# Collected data
★ ★ ★

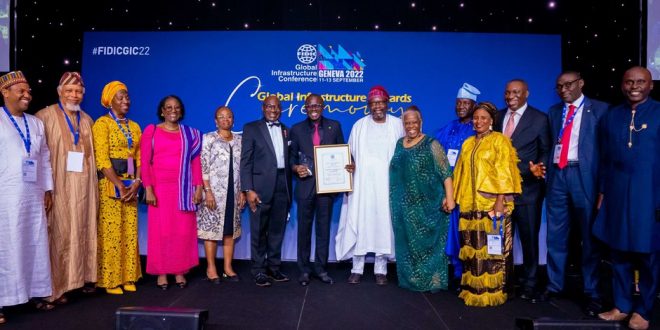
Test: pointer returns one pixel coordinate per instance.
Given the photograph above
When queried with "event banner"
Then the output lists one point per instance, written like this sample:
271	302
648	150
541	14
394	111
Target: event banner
241	68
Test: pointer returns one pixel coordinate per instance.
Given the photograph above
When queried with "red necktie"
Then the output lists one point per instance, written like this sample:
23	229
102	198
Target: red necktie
316	138
566	138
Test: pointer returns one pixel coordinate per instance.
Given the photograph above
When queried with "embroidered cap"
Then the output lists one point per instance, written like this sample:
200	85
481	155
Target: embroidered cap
71	78
12	78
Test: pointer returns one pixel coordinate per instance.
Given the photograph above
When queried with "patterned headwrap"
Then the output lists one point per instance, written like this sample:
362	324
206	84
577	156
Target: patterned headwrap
71	78
378	91
12	78
110	90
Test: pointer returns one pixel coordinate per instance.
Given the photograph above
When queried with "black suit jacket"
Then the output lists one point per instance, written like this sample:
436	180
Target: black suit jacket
301	142
531	138
258	162
588	144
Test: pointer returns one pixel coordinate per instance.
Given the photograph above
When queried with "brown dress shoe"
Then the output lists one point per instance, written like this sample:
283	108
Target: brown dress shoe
637	322
381	279
613	315
354	278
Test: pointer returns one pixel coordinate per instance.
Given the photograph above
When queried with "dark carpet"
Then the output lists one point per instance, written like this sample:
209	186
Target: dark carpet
243	305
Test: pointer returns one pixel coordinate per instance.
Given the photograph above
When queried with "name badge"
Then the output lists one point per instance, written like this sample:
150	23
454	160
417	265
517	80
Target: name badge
555	158
74	161
494	244
30	170
452	155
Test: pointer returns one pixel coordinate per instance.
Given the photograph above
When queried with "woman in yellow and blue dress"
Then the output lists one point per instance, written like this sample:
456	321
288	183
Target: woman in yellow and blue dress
117	152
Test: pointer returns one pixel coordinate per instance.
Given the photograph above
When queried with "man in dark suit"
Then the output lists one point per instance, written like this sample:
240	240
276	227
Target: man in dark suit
529	131
572	185
266	180
313	131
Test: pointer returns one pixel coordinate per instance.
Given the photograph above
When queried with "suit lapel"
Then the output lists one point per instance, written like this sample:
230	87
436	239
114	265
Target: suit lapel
522	124
263	127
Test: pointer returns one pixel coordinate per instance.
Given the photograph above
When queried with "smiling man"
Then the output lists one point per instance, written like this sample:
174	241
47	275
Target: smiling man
572	185
629	217
313	131
72	223
529	131
266	181
25	198
365	224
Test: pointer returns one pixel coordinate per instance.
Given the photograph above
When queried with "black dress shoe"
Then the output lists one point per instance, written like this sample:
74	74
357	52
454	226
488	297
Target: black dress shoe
325	278
278	276
231	278
262	280
304	279
593	307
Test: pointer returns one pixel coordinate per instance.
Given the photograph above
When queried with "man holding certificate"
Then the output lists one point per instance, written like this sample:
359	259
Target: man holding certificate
365	225
313	131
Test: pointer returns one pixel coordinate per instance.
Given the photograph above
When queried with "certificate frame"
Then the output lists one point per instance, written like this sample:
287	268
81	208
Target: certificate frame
330	161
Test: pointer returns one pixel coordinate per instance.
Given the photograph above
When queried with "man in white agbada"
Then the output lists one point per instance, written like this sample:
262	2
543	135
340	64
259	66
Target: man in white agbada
25	197
365	223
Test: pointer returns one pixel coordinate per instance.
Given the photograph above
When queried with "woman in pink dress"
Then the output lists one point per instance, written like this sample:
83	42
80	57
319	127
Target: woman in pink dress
172	177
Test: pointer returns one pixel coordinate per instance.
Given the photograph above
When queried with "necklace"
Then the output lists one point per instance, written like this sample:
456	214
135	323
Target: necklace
167	128
481	135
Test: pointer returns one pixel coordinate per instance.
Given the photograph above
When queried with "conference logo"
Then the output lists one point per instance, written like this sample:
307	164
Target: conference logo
323	64
306	54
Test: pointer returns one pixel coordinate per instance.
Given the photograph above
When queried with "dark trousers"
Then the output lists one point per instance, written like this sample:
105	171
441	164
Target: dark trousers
567	206
267	226
623	265
527	219
319	207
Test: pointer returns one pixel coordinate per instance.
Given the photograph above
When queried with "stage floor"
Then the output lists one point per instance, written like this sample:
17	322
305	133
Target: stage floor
288	305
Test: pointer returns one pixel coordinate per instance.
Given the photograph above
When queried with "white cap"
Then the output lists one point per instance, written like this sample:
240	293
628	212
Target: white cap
468	91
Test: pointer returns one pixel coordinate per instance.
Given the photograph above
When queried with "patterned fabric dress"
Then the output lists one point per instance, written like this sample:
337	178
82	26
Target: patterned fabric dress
486	168
215	168
118	254
420	226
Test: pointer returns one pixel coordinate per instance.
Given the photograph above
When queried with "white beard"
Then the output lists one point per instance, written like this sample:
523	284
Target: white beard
72	107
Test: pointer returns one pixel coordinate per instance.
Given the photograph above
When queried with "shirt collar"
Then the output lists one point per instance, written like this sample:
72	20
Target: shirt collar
520	111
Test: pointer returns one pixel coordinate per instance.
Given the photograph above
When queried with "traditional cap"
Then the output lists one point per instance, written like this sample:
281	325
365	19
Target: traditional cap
71	78
12	78
110	90
468	91
378	91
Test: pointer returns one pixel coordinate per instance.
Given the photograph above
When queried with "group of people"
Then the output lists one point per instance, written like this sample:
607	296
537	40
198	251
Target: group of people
454	199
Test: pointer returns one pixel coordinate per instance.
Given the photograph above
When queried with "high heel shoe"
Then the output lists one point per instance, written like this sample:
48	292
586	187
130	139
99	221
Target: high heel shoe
231	278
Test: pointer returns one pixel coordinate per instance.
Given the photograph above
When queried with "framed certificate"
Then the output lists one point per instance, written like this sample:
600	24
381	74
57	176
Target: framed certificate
330	161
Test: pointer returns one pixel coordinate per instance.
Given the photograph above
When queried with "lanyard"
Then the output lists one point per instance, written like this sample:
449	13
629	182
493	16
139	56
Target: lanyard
501	218
76	132
26	140
569	120
126	132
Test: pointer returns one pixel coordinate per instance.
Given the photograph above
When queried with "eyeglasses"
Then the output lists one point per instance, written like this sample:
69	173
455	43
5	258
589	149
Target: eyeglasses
567	85
376	103
313	106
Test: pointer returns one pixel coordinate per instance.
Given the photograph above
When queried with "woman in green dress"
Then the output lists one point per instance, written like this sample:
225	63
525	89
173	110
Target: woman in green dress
421	195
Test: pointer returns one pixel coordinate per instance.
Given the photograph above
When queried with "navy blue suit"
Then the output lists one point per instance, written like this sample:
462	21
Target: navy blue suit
628	220
310	204
259	173
531	138
571	197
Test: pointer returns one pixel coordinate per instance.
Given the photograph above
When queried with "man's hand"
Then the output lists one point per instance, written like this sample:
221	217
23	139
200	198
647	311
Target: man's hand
48	201
301	170
253	200
537	169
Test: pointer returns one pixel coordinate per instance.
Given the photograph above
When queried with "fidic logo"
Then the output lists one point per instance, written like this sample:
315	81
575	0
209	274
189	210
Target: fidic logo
306	54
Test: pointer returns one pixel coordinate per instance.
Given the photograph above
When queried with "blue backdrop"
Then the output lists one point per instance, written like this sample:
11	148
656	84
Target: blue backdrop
209	69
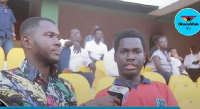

★ ★ ★

After dropping every picture, transcribe each entry exactly.

Test: pointer returns one pixel coordinate per instance.
Given the photograph above
When queried with "event banner"
Then the output lists one point per instance, written like this sample:
271	302
648	150
541	14
394	111
Target: event banner
241	68
Test: pointer returns one pixel coordinate per instance.
Given the photograph above
When queried with "red necktie"
Then the output lists one point per instance, written like this sample:
23	229
102	198
Target: red necktie
316	138
566	138
Test: pointer returns one pixel coordinate per instance.
Given the photograph above
When queried with "embroidered cap"
Then the output lists one point per instance, written like this sample:
200	85
481	155
Target: embroidered cap
71	78
12	78
Test: pointer returns one pixel coordinate per instance.
Given the photograph above
When queried with "patterned headwrap"
Then the output lists one point per instance, written like this sample:
362	324
206	84
577	156
Target: patterned headwrap
71	78
378	91
12	78
110	90
Test: pointer returns one pixel coordinate per instance.
Given the photograph above
When queried with "black suit jacket"
Then the output lists one point per instance, written like this sample:
436	180
Target: black suit jacket
301	142
531	138
258	162
588	144
Test: pointer returns one pixel coordinate per instance.
Given the photograph above
When queried with "brown dress shoe"
Then the output lists one point per instance, written like this sample:
283	108
Target: brown dress shoe
637	322
381	279
613	315
354	278
Test: pointer returns one pixel coordinate per instance.
Given the photograph above
When queried with "dark carpet"
Then the output lists one point per instance, written like this sample:
209	186
Target: dark carpet
243	305
Test: pointer returns one pixel coordinate per instance.
Given the photograph above
When queried with "name badge"
Then the output lists one point per instance, written like this sample:
150	23
454	160
417	265
517	80
Target: name badge
555	158
74	161
494	244
30	170
452	155
Test: pointer returns one pixel coordinate per instance.
Given the photograph above
When queried with "woman in yellow and blue dress"
Then the output lists one point per instance, written like this sample:
456	321
288	183
Target: woman in yellow and blue dress
117	152
Test: pointer returns one pixel coordinate per instance.
Given the photograph above
When queried with "man in dark suit"
Then the output lists one point per instance, written like this sample:
240	240
276	227
Target: man in dark suit
529	131
572	185
266	180
313	131
Test: pointer returns one pixel coordinate per instance.
Given the photograph above
When queried with "suit lapel"
Then the output lists one point per instance, written like this sample:
230	87
436	239
114	265
Target: suit lapel
522	124
263	127
Test: pointer returns one pixel coordinate per instance.
Given the photograph above
When queried with "smiling man"
Then the output lists one point per instance, written like this sample:
174	241
47	275
Target: smiling man
572	185
629	217
313	131
72	223
529	131
266	181
25	198
365	224
Test: pointer returns one pixel coordinate per instance.
Given the photograph above
When queried with "black dress shoe"
Then the output lists one point per instance, written like this sample:
74	74
357	52
454	226
488	297
Target: black dress shoe
325	278
278	276
231	278
262	280
304	279
593	307
Test: pointer returns one pixel coordinate per instance.
Given the photograph above
When queried with "man holding certificate"
Then the output lists one point per instance, written like this sample:
359	259
Target: man holding certificate
365	225
313	131
Test: pointer returns one pixel coordinate per instance.
Given the photograph above
When queried with "certificate frame"
Then the output lists one point per instance, written like this sample:
287	268
81	208
Target: certificate frame
330	161
Test: pointer returns one pixel coordinate per instance.
Given the photograph above
When queried with "man in white agbada"
Then the output lists one point per instance, written like this sample:
262	2
543	135
340	64
259	66
Target: man in white agbada
25	197
365	223
Test: pointer returns one pixel coordinate per instance.
Given the photograph above
When queried with "woman in pink dress"
Then the output lists one point per instance, written like this sample:
83	42
80	57
319	127
Target: woman in pink dress
172	177
Test: pointer returns one pixel coordinate per instance.
Given the photograph above
When queried with "necklace"
Then the output lists one point per instance, written like this sample:
456	214
135	323
Target: necklace
167	128
481	135
Test: pointer returns one pixel coordinate per instance.
Given the photograph above
When queried with "conference logo"
Then the output lists one point per instance, written like this sample:
307	164
Target: conference logo
323	64
306	54
Test: pointer returns one pixel coordinate per instance.
Given the photograph above
When queried with "dark trousers"
Then the output lists one point per instance, written like this sample:
105	171
441	164
Target: dark trousers
567	206
267	226
623	265
527	219
319	207
Test: pointer returns one pixel coordinate per instance.
Given the photograph above
When queried with "stage floor"
Then the output lists one point per instance, written like this sample:
17	322
305	133
Target: stage floor
288	305
Test: pointer returns one pixel coordinate per instance.
Given the photograph above
When queried with "white cap"
Then the output lists one point per instance, written like this sample:
240	293
628	212
Target: white cap
468	91
Test: pointer returns one pixel coordinate per instance.
Given the photograph above
When queried with "patterned fabric dress"
Then the output lists one point per instance, written like this sample:
337	178
82	26
Target: patterned fabric dress
486	168
215	168
118	254
420	226
Test: pointer returns one pixel coordinate per instance.
Given the photograph above
When queried with "white beard"
Then the output lists one point per instance, written like this sample:
523	284
Target: white beard
72	107
Test: pointer returns one pixel coordinate per instance.
Given the photograph above
When queried with "shirt collar"
Then the output lists one point per instance, written like this sample:
72	20
Target: shirt collar
520	111
Test: pointer returns one pixel coordinate per instance.
Given the photograph above
When queried with "traditional cap"
Then the output lists one point per instance, written like this sample:
281	325
365	19
Target: traditional cap
71	78
12	78
110	90
468	91
378	91
Test: pointer returns one pixel coordinate per instance.
Given the photograph above
When queried with "group of people"
Then the output lists one point per instance, written like this sample:
607	296
537	40
198	251
Target: group of people
454	199
Test: pointer returns one pixel coordinate per instance.
Given the photograph above
When queried with "high heel shoe"
Then the output lists one point per instance, written like this sample:
48	292
586	187
130	139
99	221
Target: high heel shoe
231	278
Test: pointer returns one pixel coordinate per instance.
Given the photograph above
When queried with "framed certificate"
Then the output lists one point per instance, written like this sample:
600	24
381	74
57	176
Target: framed certificate
330	161
Test: pointer returns one pixel coordinate per instance.
Given the photograph above
When queried with "lanyard"
Then the output lists one point per instance, written like this sample:
449	13
629	182
493	16
139	56
Target: lanyard
501	218
76	132
26	140
569	120
126	132
Test: pointer returns one pixel coordinate per instance.
Given the photograph above
When queried with "eyeglasses"
Then the output lists one point per instance, written like this sample:
69	173
455	43
5	258
589	149
Target: eyeglasses
567	85
376	103
313	106
Test: pointer returns one pixel coordinate per instance.
Given the photograph above
When queried with "woman in green dress"
Then the output lists one point per instance, written like this sample:
225	63
525	89
173	110
Target: woman in green dress
421	195
Test: pointer returns one pixel coordinate per instance.
Given the photograph above
When queried with "navy blue suit"
Then the output lists one point per instance, written like this sample:
462	21
Target: navy blue suit
628	220
310	204
259	173
531	138
571	197
Test: pointer returns one pixel coordinate per instance.
Given the photograph above
When queried with "man's hand"
Then the output lists one point per instance, written like this sample:
221	217
23	139
200	198
647	311
Target: man's hand
48	201
301	170
253	200
537	169
Test: pointer returns one pixel coordinate per instance.
Given the photograph above
When queried with "fidic logo"
Then the output lists one point per instance, written like this sample:
315	81
575	0
209	274
189	210
Target: fidic logo
306	54
Test: pointer returns one pixel coordinate per instance.
Given the photograph above
When queried with "blue backdrop"
Then the output lists one point per instance, written like this sample:
11	148
656	84
Target: blue backdrop
209	69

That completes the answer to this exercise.